| WHAT THE TASK ASKS |
Output each line of the records below as a numbered list, skipping any blank lines.

| Contour labeling records |
========================================================================
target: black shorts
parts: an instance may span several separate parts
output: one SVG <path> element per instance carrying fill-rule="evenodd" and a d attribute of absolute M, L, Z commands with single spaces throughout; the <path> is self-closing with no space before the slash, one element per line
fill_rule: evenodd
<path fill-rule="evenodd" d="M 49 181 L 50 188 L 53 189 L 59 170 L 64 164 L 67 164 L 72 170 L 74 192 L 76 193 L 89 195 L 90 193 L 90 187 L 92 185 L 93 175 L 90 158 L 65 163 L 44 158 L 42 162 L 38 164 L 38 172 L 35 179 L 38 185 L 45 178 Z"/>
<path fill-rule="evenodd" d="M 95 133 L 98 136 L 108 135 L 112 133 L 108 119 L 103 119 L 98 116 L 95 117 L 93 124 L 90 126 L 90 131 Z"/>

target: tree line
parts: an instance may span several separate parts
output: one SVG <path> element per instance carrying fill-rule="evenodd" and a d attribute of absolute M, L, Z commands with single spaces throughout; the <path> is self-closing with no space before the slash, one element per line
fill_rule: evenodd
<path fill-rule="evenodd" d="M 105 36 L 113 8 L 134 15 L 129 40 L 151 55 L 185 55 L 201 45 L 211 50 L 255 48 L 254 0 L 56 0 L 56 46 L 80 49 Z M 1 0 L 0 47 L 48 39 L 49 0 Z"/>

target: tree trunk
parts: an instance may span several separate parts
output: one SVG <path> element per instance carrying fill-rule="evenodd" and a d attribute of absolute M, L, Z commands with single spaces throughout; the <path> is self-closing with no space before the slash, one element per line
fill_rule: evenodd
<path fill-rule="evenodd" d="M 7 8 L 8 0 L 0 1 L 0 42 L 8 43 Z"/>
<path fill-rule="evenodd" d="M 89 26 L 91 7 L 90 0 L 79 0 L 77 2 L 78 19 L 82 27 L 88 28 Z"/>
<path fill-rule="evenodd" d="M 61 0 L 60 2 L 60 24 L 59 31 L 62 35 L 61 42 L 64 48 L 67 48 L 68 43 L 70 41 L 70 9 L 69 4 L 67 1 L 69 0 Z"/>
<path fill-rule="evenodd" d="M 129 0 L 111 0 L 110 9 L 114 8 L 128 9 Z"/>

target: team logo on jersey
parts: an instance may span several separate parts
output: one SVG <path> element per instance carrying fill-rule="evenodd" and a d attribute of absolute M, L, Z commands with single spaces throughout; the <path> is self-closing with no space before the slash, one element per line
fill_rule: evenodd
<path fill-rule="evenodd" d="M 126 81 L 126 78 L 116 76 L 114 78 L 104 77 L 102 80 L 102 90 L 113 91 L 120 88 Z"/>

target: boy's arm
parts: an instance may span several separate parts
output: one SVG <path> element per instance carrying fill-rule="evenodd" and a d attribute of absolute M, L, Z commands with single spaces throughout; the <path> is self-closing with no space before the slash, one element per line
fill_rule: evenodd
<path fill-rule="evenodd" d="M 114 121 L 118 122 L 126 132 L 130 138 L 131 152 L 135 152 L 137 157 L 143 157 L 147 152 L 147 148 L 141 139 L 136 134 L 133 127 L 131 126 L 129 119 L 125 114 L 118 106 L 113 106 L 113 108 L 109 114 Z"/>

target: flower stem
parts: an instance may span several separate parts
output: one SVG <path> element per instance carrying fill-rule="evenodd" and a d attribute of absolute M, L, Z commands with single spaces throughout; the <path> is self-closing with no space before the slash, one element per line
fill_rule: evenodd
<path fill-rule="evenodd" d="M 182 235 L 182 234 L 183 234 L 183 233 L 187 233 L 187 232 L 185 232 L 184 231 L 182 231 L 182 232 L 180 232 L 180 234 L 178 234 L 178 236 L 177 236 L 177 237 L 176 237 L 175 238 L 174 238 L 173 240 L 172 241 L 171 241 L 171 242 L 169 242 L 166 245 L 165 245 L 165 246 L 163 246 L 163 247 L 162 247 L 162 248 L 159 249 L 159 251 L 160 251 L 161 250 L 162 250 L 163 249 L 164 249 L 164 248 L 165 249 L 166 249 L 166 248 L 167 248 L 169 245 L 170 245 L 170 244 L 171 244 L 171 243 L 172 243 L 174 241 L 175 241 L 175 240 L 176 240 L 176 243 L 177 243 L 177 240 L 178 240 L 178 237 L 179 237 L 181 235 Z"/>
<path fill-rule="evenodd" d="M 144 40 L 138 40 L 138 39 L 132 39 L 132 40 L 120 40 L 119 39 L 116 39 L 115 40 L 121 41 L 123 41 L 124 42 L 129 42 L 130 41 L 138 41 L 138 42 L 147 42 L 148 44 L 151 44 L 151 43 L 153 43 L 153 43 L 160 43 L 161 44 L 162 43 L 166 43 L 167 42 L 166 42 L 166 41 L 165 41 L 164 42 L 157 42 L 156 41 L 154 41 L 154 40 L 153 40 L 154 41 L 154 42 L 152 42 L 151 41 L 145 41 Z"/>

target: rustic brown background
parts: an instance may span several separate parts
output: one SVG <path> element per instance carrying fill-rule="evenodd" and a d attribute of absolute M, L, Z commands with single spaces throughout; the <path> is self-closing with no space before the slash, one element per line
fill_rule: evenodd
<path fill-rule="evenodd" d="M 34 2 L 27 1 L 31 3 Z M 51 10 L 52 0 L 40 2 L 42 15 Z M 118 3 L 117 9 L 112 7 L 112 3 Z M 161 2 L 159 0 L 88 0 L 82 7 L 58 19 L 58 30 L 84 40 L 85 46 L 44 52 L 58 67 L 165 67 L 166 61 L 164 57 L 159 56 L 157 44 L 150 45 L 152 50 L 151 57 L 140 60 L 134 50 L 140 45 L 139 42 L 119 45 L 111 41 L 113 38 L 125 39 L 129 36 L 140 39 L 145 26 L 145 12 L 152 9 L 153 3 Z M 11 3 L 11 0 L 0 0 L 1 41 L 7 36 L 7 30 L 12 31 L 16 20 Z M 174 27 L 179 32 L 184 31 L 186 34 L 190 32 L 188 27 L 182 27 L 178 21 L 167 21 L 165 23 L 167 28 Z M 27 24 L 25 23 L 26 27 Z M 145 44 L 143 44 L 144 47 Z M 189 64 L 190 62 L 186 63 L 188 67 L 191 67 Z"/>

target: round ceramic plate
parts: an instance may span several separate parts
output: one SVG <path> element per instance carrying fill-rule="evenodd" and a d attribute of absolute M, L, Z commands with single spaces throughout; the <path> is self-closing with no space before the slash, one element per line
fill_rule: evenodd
========================================================================
| EXERCISE RESULT |
1. target: black shorts
2. parts: an instance may span several separate parts
3. output: one SVG <path> element per instance carrying fill-rule="evenodd" and a d attribute of absolute M, L, Z commands with single spaces throughout; the <path> is self-closing with no space before the slash, one element per line
4. fill_rule: evenodd
5. <path fill-rule="evenodd" d="M 49 181 L 50 188 L 53 189 L 59 170 L 64 164 L 67 164 L 72 170 L 74 192 L 76 193 L 89 195 L 90 193 L 90 187 L 92 185 L 93 175 L 90 158 L 65 163 L 44 158 L 42 162 L 38 164 L 38 172 L 35 179 L 38 185 L 45 178 Z"/>
6. <path fill-rule="evenodd" d="M 95 133 L 98 136 L 108 135 L 112 133 L 108 119 L 103 119 L 98 116 L 95 117 L 93 124 L 90 126 L 90 131 Z"/>
7. target: tree line
8. parts: an instance may span several separate parts
9. output: one SVG <path> element per instance carrying fill-rule="evenodd" and a d attribute of absolute M, L, Z commands with single spaces throughout; the <path> is self-closing with no space before the slash, one element per line
10. fill_rule: evenodd
11. <path fill-rule="evenodd" d="M 105 36 L 113 8 L 134 15 L 129 40 L 151 55 L 185 55 L 201 45 L 211 50 L 255 48 L 254 0 L 56 0 L 56 46 L 80 49 Z M 1 0 L 0 47 L 48 39 L 49 0 Z"/>
12. target: tree trunk
13. parts: an instance may span several separate parts
14. output: one SVG <path> element per instance carrying fill-rule="evenodd" and a d attribute of absolute M, L, Z commands with single spaces throughout; the <path> is self-closing with no space before the slash, one element per line
15. fill_rule: evenodd
16. <path fill-rule="evenodd" d="M 7 8 L 8 0 L 0 1 L 0 42 L 8 43 Z"/>
17. <path fill-rule="evenodd" d="M 89 26 L 91 7 L 90 0 L 79 0 L 77 2 L 78 19 L 82 27 L 88 28 Z"/>
18. <path fill-rule="evenodd" d="M 61 0 L 60 2 L 60 24 L 59 31 L 62 35 L 61 42 L 64 48 L 67 48 L 68 43 L 70 41 L 70 9 L 69 4 L 67 1 L 69 0 Z"/>
19. <path fill-rule="evenodd" d="M 129 0 L 111 0 L 110 9 L 114 8 L 128 9 Z"/>
20. target: team logo on jersey
21. parts: an instance may span several separate parts
22. output: one SVG <path> element per instance carrying fill-rule="evenodd" and a d attribute of absolute M, L, Z commands with single spaces throughout; the <path> is self-closing with no space before the slash, one element per line
23. fill_rule: evenodd
24. <path fill-rule="evenodd" d="M 126 81 L 126 78 L 116 76 L 114 78 L 104 77 L 102 80 L 102 90 L 113 91 L 120 88 Z"/>
25. target: boy's arm
26. parts: an instance may span several separate parts
27. output: one SVG <path> element per instance carrying fill-rule="evenodd" and a d attribute of absolute M, L, Z commands with single spaces throughout; the <path> is self-closing with no space before the slash, one element per line
28. fill_rule: evenodd
29. <path fill-rule="evenodd" d="M 114 121 L 118 122 L 126 132 L 130 138 L 131 152 L 135 152 L 137 157 L 143 157 L 147 152 L 147 148 L 141 139 L 136 134 L 133 127 L 131 126 L 129 119 L 125 114 L 118 106 L 113 106 L 113 108 L 109 114 Z"/>
30. target: flower stem
31. parts: an instance may span several separate parts
32. output: one SVG <path> element per instance carrying fill-rule="evenodd" and a d attribute of absolute M, L, Z commands with single spaces throughout; the <path> is self-closing with no space before the slash, one element per line
33. fill_rule: evenodd
34. <path fill-rule="evenodd" d="M 182 235 L 182 234 L 183 234 L 183 233 L 187 233 L 187 232 L 185 232 L 184 231 L 182 231 L 182 232 L 180 232 L 180 234 L 178 234 L 178 236 L 177 236 L 177 237 L 176 237 L 175 238 L 174 238 L 173 240 L 172 241 L 171 241 L 171 242 L 169 242 L 166 245 L 165 245 L 165 246 L 163 246 L 163 247 L 162 247 L 162 248 L 159 249 L 159 251 L 160 251 L 161 250 L 162 250 L 163 249 L 164 249 L 164 248 L 165 249 L 166 249 L 166 248 L 167 248 L 169 245 L 170 245 L 170 244 L 171 244 L 171 243 L 172 243 L 174 241 L 175 241 L 175 240 L 176 240 L 176 243 L 177 243 L 177 240 L 178 240 L 178 237 L 179 237 L 181 235 Z"/>
35. <path fill-rule="evenodd" d="M 144 40 L 138 40 L 138 39 L 132 39 L 132 40 L 120 40 L 119 39 L 116 39 L 115 40 L 121 41 L 123 41 L 124 42 L 129 42 L 130 41 L 138 41 L 138 42 L 147 42 L 148 44 L 151 44 L 151 43 L 153 43 L 153 43 L 160 43 L 161 44 L 162 43 L 166 43 L 167 42 L 166 42 L 166 41 L 165 41 L 164 42 L 157 42 L 156 41 L 154 41 L 154 40 L 153 40 L 154 41 L 154 42 L 152 42 L 151 41 L 145 41 Z"/>
36. target: rustic brown background
37. parts: an instance may span several separate parts
38. output: one SVG <path> element per instance carrying fill-rule="evenodd" and a d attribute of absolute M, L, Z commands with single spaces throughout; the <path> is self-closing with no space before the slash, one element per line
39. fill_rule: evenodd
40. <path fill-rule="evenodd" d="M 34 2 L 27 1 L 31 3 Z M 51 10 L 52 0 L 40 2 L 42 15 Z M 118 3 L 117 9 L 112 7 L 112 3 Z M 161 2 L 159 0 L 88 0 L 82 7 L 58 19 L 58 30 L 84 40 L 85 46 L 44 52 L 58 67 L 165 67 L 166 61 L 164 57 L 159 56 L 157 44 L 150 45 L 152 50 L 151 57 L 140 60 L 134 50 L 140 45 L 139 42 L 119 45 L 111 41 L 113 38 L 125 39 L 129 36 L 140 39 L 145 26 L 145 12 L 152 9 L 153 3 Z M 11 3 L 11 0 L 0 0 L 1 41 L 7 36 L 7 30 L 12 31 L 16 20 Z M 174 27 L 179 32 L 184 31 L 186 34 L 190 32 L 188 27 L 182 27 L 178 21 L 167 21 L 165 23 L 167 28 Z M 27 24 L 25 23 L 26 27 Z M 145 44 L 143 44 L 144 47 Z M 189 64 L 190 62 L 186 63 L 188 67 L 191 67 Z"/>
41. target: round ceramic plate
42. parts: an instance may span several separate parts
43. output: one SVG <path> element per instance carrying fill-rule="evenodd" and a d attribute of absolute M, L, Z commands with single spaces throughout; the <path> is self-closing with no space before the slash, one element per line
44. fill_rule: evenodd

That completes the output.